• APPLY WHAT YOU READ
a) Reproduce the passage of the Tea & Two Slices round-up from "It’s like they" up to and including "Is Getting Worse.".
b) Summarize the Tea & Two Slices round-up in two sentences.

• SELECTED EXCERPT
──────────

On Silver Linings Coming in Tall Cans and the Urgency of Flattening the Curve

Tea & Two Slices is a long-running local news round-up by NEEDS frontman and veteran dishwasher Sean Orr, who lives and works in Gastown, deeply aware of his privilege.

It’s like they haven’t even been reading Tea and Two Slices for the last decade. What gives? As Vancouver Plans for Its Future, Thousands Say Life Is Getting Worse.

They ignored us. We called for higher wages. We called for them to raise the rates. We’ve asked for action on renovictions and vacancy control. We asked for action on student loan debt. We believed our last mayor when he promised to end homelessness. We believed Kennedy Stewart when he said he would triple the empty homes tax. We warned you about all our music venues closing. We warned you about the casinos. We begged you to make transit free. We asked for non-market solutions to the housing crisis. We asked for decriminalization of all drugs.

We told them to make “affordable” mean something again: Councillors question City of Vancouver’s definition of social housing.

We told you to take action on AirBnBs: Vancouver strata sting nets $45K fine for repeat Airbnb rental offender. I can’t believe how hard it is to report an illegal AirBnB. The city must have, like, one unpaid intern doing inspections or something.

Meanwhile, Kennedy Stewart downplays the threat and refuses to cancel events, seemingly contradicting the province’s stance on social distancing. This is incredibly irresponsible as experts have been saying that the countries most successful at containing the virus have acted with extreme caution. It’s called flattening the curve, and it works. That being said, you can’t self quarantine at home if you don’t have a home and Stewart failed to say what his plan is for our massive homeless population. Perhaps we can seize all AirBnBs and empty homes and house Vancouver’s homeless that way…

Of course, for those of us who work in the food service industry, working from home is not an option. Working from Home, from a Writer Who’s Been There.

──────────

• PROVIDED DATA
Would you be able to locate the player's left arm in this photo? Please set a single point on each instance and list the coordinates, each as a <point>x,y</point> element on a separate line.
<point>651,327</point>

──────────

• SOLVED TASKS
a)
It’s like they haven’t even been reading Tea and Two Slices for the last decade. What gives? As Vancouver Plans for Its Future, Thousands Say Life Is Getting Worse.

b) The round-up lists demands it says were ignored, among them higher wages, action on renovictions and AirBnBs, free transit, non-market housing solutions, and decriminalization of all drugs. It calls Kennedy Stewart irresponsible for downplaying the virus threat and refusing to cancel events, adding that flattening the curve works but that people without a home cannot self-quarantine.